**Exercise input:**
= = =
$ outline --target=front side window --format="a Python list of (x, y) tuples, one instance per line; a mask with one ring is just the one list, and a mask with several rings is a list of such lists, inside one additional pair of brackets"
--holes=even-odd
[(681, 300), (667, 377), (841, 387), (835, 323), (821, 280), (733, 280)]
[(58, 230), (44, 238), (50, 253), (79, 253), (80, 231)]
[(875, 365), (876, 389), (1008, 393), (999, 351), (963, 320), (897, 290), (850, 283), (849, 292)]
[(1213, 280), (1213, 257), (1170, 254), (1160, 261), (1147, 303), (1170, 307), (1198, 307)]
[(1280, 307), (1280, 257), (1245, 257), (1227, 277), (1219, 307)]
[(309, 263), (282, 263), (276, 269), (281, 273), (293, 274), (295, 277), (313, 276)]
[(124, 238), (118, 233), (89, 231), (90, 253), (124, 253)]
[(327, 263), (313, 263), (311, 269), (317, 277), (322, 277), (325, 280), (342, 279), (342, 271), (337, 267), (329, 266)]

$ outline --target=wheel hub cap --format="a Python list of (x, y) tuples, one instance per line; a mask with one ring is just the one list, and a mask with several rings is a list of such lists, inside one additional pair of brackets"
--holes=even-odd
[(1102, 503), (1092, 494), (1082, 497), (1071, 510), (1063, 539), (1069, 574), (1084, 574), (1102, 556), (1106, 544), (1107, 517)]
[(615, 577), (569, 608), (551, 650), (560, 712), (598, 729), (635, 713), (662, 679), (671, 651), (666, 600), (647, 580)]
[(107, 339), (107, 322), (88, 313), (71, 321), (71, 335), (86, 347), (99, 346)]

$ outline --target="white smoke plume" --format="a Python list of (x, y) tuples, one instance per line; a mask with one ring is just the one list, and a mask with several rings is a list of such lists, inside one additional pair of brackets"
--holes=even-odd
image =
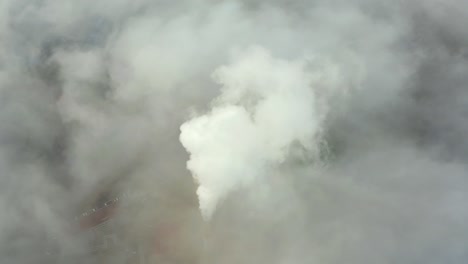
= = =
**Exercise:**
Apply a filter for "mask" to the entries and show each line that passes.

**Output below:**
$ outline --target=front side window --format="a Python list of (x, y) tuples, one instance per line; a mask with one ring is just the one list, and a mask with several rings is a list of such lists, inside one additional pair of brackets"
$ outline --target=wheel hub cap --format="a Python list of (x, y) tuples, one instance per line; a mask with one ring is just the one list, and a mask with several rings is a list of such lists, inside one additional pair of brackets"
$ outline --target="white smoke plume" --format="a Python list of (x, y) tuples, one instance per line; a mask with one ring is just the one list, and a mask with several rings is a list of such lists, inside one additional pair of brackets"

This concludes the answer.